---------- Records shown

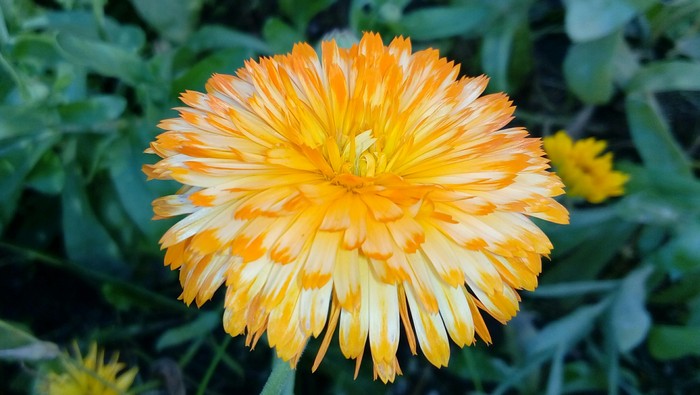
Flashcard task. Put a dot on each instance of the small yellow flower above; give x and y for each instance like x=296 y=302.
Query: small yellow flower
x=583 y=171
x=362 y=189
x=89 y=375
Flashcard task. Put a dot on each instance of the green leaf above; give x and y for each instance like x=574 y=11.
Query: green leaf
x=432 y=23
x=301 y=11
x=682 y=253
x=224 y=61
x=281 y=379
x=203 y=325
x=652 y=136
x=280 y=36
x=573 y=288
x=567 y=331
x=664 y=76
x=673 y=342
x=16 y=344
x=12 y=336
x=40 y=48
x=216 y=37
x=630 y=320
x=18 y=156
x=96 y=109
x=86 y=240
x=48 y=175
x=578 y=244
x=589 y=68
x=588 y=20
x=171 y=18
x=105 y=59
x=554 y=382
x=689 y=46
x=506 y=54
x=133 y=191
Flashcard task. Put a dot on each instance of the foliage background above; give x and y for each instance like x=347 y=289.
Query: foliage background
x=84 y=82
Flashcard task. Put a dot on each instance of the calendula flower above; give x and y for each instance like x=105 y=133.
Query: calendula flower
x=89 y=375
x=585 y=173
x=361 y=189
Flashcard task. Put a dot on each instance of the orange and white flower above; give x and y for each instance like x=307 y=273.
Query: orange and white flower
x=360 y=190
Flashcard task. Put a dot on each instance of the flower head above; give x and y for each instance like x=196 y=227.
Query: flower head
x=583 y=171
x=89 y=375
x=364 y=189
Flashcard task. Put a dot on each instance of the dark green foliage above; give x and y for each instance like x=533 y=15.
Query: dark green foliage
x=83 y=84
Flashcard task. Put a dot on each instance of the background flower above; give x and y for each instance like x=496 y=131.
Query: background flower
x=89 y=375
x=583 y=167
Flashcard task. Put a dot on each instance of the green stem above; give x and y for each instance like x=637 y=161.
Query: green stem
x=471 y=366
x=212 y=366
x=281 y=380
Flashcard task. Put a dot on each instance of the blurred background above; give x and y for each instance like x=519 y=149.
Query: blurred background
x=83 y=84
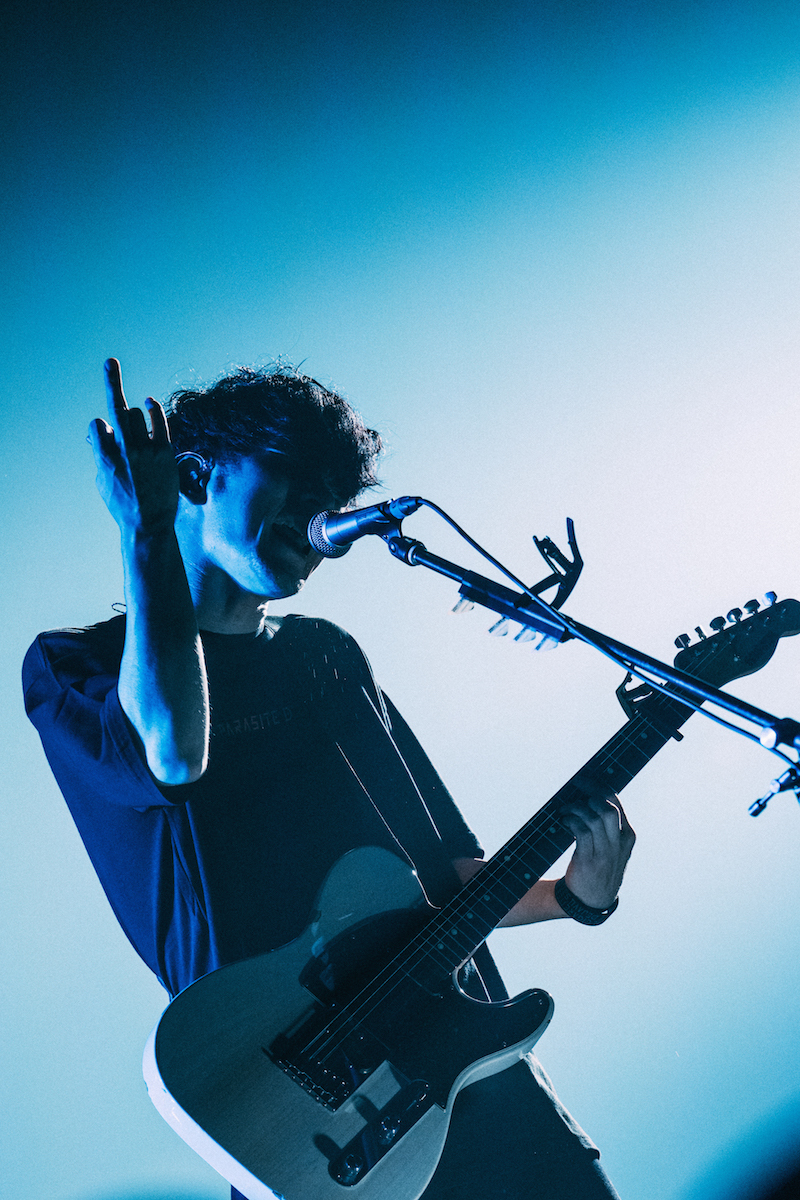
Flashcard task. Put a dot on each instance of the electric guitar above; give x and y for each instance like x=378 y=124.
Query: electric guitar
x=330 y=1067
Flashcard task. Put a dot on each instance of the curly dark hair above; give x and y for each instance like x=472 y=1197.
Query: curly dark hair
x=280 y=409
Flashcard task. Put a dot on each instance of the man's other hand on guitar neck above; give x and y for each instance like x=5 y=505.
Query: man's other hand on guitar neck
x=603 y=843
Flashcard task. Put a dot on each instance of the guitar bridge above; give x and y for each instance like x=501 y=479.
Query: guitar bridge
x=329 y=1067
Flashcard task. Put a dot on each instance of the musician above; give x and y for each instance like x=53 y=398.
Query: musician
x=220 y=760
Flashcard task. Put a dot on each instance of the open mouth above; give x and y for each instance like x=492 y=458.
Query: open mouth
x=292 y=538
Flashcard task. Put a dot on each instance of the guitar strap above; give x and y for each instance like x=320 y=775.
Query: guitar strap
x=336 y=670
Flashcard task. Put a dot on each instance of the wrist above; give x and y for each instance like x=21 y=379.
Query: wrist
x=579 y=911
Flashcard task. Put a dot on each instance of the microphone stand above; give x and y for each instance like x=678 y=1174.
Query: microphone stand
x=536 y=615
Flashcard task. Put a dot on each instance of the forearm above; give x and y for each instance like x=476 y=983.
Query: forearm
x=162 y=685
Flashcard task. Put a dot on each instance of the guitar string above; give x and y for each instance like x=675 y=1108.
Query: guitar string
x=489 y=880
x=492 y=879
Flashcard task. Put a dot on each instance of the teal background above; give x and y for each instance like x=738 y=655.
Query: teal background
x=552 y=251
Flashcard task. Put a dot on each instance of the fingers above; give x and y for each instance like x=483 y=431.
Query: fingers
x=158 y=426
x=597 y=819
x=114 y=394
x=131 y=424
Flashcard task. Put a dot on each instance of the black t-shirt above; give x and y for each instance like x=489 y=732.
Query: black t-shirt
x=308 y=760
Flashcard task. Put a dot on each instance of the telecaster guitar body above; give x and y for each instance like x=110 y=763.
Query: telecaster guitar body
x=253 y=1069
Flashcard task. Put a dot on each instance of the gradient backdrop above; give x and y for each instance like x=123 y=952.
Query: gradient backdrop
x=552 y=250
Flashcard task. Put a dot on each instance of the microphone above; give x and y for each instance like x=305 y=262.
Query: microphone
x=331 y=534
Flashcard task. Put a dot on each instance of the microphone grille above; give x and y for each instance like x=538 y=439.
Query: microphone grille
x=318 y=539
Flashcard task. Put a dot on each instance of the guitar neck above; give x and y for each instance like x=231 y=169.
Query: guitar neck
x=467 y=921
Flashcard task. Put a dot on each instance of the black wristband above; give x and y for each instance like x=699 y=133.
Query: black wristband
x=578 y=910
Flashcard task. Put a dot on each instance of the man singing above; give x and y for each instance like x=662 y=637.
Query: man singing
x=218 y=761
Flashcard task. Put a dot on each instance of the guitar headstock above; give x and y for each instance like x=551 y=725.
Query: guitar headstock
x=741 y=642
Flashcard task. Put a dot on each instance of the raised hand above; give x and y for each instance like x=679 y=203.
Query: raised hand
x=603 y=843
x=137 y=474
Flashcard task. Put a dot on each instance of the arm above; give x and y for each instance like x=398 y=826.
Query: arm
x=162 y=684
x=603 y=844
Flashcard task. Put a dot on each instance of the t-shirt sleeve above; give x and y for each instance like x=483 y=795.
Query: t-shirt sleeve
x=70 y=688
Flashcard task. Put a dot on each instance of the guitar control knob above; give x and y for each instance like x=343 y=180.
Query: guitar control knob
x=388 y=1131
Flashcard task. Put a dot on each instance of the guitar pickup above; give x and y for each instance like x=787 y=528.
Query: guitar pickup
x=380 y=1133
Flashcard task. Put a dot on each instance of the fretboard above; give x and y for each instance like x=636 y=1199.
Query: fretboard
x=467 y=921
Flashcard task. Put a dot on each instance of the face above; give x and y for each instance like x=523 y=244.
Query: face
x=254 y=521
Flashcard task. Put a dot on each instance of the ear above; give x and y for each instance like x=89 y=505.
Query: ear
x=193 y=474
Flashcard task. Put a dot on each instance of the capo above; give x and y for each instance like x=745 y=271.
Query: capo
x=565 y=570
x=630 y=697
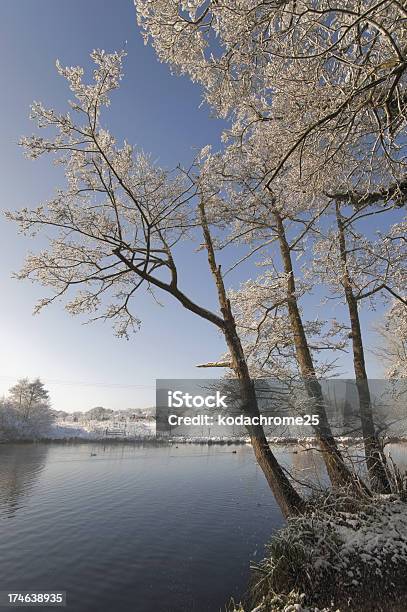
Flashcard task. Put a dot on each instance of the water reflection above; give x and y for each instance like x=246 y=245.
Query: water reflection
x=20 y=468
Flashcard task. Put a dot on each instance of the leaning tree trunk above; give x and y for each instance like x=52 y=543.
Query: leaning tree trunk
x=287 y=497
x=375 y=458
x=338 y=472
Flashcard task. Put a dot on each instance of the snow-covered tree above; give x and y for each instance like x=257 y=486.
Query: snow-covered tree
x=393 y=345
x=115 y=228
x=25 y=412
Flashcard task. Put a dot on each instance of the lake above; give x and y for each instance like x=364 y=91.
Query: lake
x=136 y=528
x=132 y=528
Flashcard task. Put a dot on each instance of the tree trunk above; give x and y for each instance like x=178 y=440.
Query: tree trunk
x=285 y=494
x=338 y=472
x=375 y=459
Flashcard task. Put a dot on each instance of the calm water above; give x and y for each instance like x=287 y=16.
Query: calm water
x=137 y=529
x=132 y=528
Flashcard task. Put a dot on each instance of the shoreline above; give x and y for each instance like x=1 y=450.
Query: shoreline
x=157 y=441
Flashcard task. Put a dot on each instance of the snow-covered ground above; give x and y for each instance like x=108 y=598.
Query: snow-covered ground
x=99 y=430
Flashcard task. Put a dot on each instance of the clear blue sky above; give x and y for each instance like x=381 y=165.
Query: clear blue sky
x=85 y=365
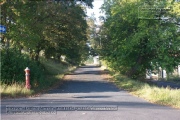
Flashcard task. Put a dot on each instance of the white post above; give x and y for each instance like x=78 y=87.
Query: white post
x=179 y=70
x=147 y=74
x=164 y=74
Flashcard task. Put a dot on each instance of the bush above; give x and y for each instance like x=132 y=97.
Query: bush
x=13 y=64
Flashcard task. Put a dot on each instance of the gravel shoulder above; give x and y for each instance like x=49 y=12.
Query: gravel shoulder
x=84 y=93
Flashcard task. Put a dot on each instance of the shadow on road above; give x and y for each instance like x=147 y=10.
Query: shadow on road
x=76 y=86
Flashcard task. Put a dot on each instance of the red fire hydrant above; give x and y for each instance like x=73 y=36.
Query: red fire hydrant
x=27 y=74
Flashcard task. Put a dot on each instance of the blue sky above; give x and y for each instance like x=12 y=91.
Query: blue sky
x=97 y=4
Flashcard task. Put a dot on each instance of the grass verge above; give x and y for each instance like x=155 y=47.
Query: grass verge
x=54 y=74
x=163 y=96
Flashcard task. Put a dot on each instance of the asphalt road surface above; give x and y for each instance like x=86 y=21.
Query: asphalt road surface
x=85 y=95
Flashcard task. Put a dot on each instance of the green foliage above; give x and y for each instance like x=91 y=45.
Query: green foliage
x=131 y=45
x=13 y=64
x=164 y=96
x=57 y=28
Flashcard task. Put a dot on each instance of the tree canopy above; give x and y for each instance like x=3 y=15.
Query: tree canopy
x=55 y=27
x=140 y=34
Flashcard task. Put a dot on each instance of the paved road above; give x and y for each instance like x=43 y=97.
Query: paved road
x=85 y=95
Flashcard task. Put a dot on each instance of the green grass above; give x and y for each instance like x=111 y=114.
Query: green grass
x=54 y=74
x=14 y=90
x=163 y=96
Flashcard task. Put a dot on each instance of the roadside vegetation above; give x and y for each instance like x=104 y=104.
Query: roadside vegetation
x=154 y=94
x=49 y=37
x=159 y=95
x=51 y=76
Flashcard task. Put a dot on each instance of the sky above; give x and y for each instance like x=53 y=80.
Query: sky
x=97 y=4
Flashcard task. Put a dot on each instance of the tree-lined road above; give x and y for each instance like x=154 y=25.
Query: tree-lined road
x=87 y=88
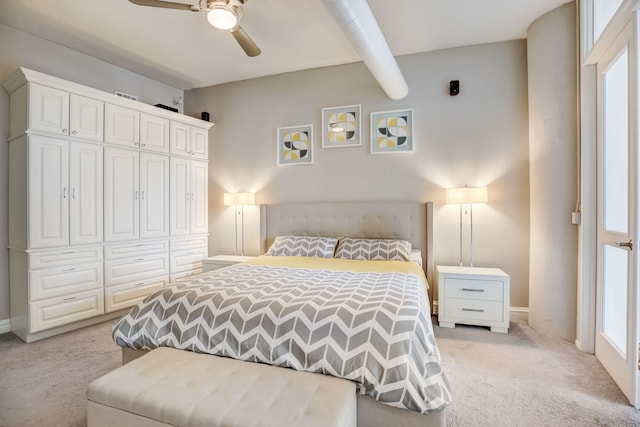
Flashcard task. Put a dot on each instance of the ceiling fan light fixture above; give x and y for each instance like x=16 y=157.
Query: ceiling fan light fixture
x=223 y=16
x=335 y=127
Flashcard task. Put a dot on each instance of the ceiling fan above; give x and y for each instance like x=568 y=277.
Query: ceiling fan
x=223 y=14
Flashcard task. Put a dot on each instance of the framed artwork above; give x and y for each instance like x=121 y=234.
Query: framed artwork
x=392 y=131
x=341 y=126
x=295 y=145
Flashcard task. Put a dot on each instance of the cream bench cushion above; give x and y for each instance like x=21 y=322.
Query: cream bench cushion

--------------------

== Task objective ==
Lines in the records above that carry the word "cushion" are to be located and copied.

== Exercise result ==
Flashcard task. Put a dot on each instance of the cream bench cushion above; give x and y for each instance like x=21 y=322.
Query: cream bench cushion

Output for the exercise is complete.